== EXCERPTED PASSAGE

This test class can occupy around 40% of :server:test time.
> Task :server:test
Slow Tests Summary:
45.63s | org.elasticsearch.search.aggregations.bucket.histogram.AutoDateHistogramAggregatorTests
Pinging @elastic/es-search-aggs
Can I work on this?
@ekalgolas I had been planning to do it myself, but if you'd like to, you're welcome to it if you're still interested?
Sure. I will investigate the slowness in the test code and mention my findings here. Is there anything specific you know that is responsible for it which you wanted to address here?
I tried to do some refactor work to avoid re computations for date and made some common objects global. This only yields 10-15% performance improvement in best case scenario. This actual bottleneck are the testAll* test which try to test intervals with a huge dataset (~600) and assert on the search and reduce cases with 5-6 variations. Each one of those tests takes about 3-4 secs on my machine, and there are about 5 of those, and total execution time being 20-23 secs.

====

### AIM OF THE TASK
List every length of time in seconds that the test-slowness thread mentions.

== DATA SECTION

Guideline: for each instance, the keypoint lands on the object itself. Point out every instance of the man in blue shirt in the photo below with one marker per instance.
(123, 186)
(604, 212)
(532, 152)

====

### SOLUTION TO THIS TASK
45.63s, 3-4 secs, 20-23 secs